Exercise details: Reproduce all entries precisely, down to the last character.

Data for analysis:
★ ★ ★ ★ ★

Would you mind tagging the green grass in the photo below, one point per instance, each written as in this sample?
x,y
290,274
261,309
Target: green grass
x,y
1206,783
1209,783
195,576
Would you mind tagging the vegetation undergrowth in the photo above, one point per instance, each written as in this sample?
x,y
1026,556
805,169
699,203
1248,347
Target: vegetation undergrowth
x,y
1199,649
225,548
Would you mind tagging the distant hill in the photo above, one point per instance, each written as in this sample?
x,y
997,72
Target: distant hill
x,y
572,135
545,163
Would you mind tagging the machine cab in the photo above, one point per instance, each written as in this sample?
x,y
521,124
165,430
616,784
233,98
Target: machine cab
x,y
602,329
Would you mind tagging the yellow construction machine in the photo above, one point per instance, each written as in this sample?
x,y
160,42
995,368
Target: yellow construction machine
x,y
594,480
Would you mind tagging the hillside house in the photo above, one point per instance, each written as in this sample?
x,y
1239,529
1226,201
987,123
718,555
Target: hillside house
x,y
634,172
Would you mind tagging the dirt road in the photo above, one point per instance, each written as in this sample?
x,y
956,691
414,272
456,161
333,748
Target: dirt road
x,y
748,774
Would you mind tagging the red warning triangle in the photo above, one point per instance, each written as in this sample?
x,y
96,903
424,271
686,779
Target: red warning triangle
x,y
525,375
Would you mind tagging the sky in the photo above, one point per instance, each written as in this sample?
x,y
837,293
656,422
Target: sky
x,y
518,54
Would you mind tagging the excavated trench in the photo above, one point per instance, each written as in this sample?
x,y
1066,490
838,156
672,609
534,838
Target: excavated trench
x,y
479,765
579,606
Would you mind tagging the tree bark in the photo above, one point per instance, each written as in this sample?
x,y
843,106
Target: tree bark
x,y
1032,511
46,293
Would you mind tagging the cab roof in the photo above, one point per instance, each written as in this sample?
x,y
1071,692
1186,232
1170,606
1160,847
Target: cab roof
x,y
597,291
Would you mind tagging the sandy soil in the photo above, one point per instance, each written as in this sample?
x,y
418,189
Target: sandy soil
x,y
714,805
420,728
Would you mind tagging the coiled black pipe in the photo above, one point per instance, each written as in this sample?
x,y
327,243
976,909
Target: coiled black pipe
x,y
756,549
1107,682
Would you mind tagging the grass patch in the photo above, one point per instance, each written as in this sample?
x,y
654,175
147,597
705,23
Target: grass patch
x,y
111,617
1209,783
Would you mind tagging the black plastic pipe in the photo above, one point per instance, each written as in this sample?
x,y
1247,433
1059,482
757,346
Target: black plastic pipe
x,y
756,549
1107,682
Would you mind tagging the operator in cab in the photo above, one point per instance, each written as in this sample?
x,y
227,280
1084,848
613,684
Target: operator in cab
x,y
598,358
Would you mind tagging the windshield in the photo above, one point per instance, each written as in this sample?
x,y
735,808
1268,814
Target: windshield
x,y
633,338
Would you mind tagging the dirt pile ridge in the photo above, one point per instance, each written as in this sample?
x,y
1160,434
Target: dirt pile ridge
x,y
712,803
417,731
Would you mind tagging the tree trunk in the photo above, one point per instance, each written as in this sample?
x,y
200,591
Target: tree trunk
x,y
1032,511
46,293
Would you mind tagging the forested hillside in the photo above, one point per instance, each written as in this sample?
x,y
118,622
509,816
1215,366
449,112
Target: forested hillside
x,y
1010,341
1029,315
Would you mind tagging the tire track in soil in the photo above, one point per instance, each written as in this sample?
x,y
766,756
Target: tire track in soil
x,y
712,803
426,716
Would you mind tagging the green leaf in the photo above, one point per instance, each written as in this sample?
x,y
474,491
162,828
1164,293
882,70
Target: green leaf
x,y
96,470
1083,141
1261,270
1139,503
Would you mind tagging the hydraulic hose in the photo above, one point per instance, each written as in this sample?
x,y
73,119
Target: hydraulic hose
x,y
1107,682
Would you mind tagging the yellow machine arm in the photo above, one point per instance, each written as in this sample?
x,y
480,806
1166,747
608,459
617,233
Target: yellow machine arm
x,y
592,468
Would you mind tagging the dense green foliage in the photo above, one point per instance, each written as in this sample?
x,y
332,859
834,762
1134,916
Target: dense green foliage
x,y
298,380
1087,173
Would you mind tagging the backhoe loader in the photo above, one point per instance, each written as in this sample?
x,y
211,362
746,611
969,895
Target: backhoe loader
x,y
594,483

★ ★ ★ ★ ★

Answer to this task:
Would you mind tagging the green grass in the photo below, one point per instance, each written as in this sample?
x,y
290,274
261,309
Target: green grass
x,y
1206,783
1209,783
195,576
Would you mind tagging the vegetation undergrowth in the photo above, one point per instance, each written as in this sample?
x,y
1026,556
805,169
699,203
1248,347
Target: vegetation undergrowth
x,y
1199,649
225,548
Would you mind tagging the distant hill in the photo above, one point per instance, each written as in this sample?
x,y
997,72
Target: distant hill
x,y
572,135
545,163
Would you mind tagging the machine cab in the photo above, one point per instance, each written as in this sample?
x,y
521,124
165,430
616,784
233,98
Target: machine cab
x,y
602,329
Would you mind tagging the yellow construction machine in the photo above, one point per instance, each written as in this sample?
x,y
160,42
995,368
Target: yellow construction machine
x,y
594,480
Would you mind tagging the hillside house in the photo above, one point per instance, each written as in this sample?
x,y
1239,529
1226,201
987,123
718,555
Target: hillside house
x,y
634,172
Would you mind tagging the dirt road in the photo above, one point per instance, each written as in this sample?
x,y
956,691
414,272
456,161
333,748
Target: dirt road
x,y
748,774
Would you mind tagging the red warning triangle in the photo above, one point per instance, each written as in this sample?
x,y
96,903
424,271
686,779
Target: red warning triangle
x,y
525,375
Would you mind tagging the sky in the photo above, one point per instance, each written as in this sample?
x,y
837,293
656,422
Target: sky
x,y
518,54
Would you mind tagging the excavated trench in the photo above, one point per instance, each written as in this sample?
x,y
1066,490
838,156
672,609
534,838
Target: excavated trench
x,y
479,765
579,606
Would you mind tagging the tree bark in the photo above, one point per instance, each written as in this sample?
x,y
843,106
Target: tree bark
x,y
1032,511
46,293
Would you mind tagging the cab roof in the photo above, one point per instance, each written as in this sample?
x,y
1071,692
1186,232
1170,606
1160,847
Target: cab roof
x,y
597,291
Would you mind tagging the sandy soil in the photo above, one point per instance, each written as in this sample?
x,y
418,189
Target: sandy soil
x,y
714,805
420,728
Would you mind tagging the coiled black pipe in the photo above, one point per instance, each written as in this sample?
x,y
327,243
976,909
Target: coiled black pipe
x,y
756,549
1107,682
Would you mind tagging the grass patch in the photo above, one point per instance, each written as in this sample?
x,y
654,175
147,597
705,23
Target: grass patch
x,y
111,617
1209,783
Would you mind tagging the black plastic pipe in the photo above, one point per instance, each written as in this sample?
x,y
1247,433
1059,482
757,346
Target: black plastic pipe
x,y
756,549
1107,682
Would you mind tagging the operator in cab in the photo above, one point per instance, each written as in this sample?
x,y
227,280
1084,848
613,684
Target: operator in cab
x,y
598,358
Would you mind tagging the windshield in the photo above, one point per instance, each written as in this sample?
x,y
735,808
1268,814
Target: windshield
x,y
633,338
Would you mind tagging the dirt pile ridge in the photo above, one point per instance, each written as in this sample?
x,y
1160,434
Target: dirt pile ridge
x,y
712,803
417,731
Would you mind tagging the tree trunk in the photo above, one point per instance, each written as in this sample?
x,y
200,591
Target: tree trunk
x,y
1032,511
46,293
Would you mind tagging the forested hillside in the photo above, one point per instance, each written as in this sample?
x,y
118,622
509,816
1215,366
449,112
Target: forested hillside
x,y
1010,341
1029,315
Would you mind tagging the tire track in soil in the photo above, one point per instance, each written as in this sample?
x,y
766,756
Target: tire track in soil
x,y
712,803
426,716
Would you mind tagging the green leaf in the photo above, one point per instance, each written as in this sample?
x,y
474,491
162,828
1164,293
882,70
Target: green leaf
x,y
96,470
1083,141
1261,270
1139,503
Would you mind tagging the hydraulic hose in the photo above, one point per instance, each written as in this sample?
x,y
73,119
Target: hydraulic hose
x,y
1107,682
Would you mind tagging the yellow machine arm in the photo above, one point per instance, each written as in this sample?
x,y
480,806
1166,747
608,459
617,233
Target: yellow machine arm
x,y
592,468
Would you mind tagging the dense green foliage in the photo above, one point per instance, each written as in this sample?
x,y
332,859
834,762
1134,916
Target: dense green foliage
x,y
298,380
1087,173
Would you mind tagging the backhoe loader in the photo above, one point per instance, each written as in this sample?
x,y
211,362
746,611
969,895
Target: backhoe loader
x,y
594,483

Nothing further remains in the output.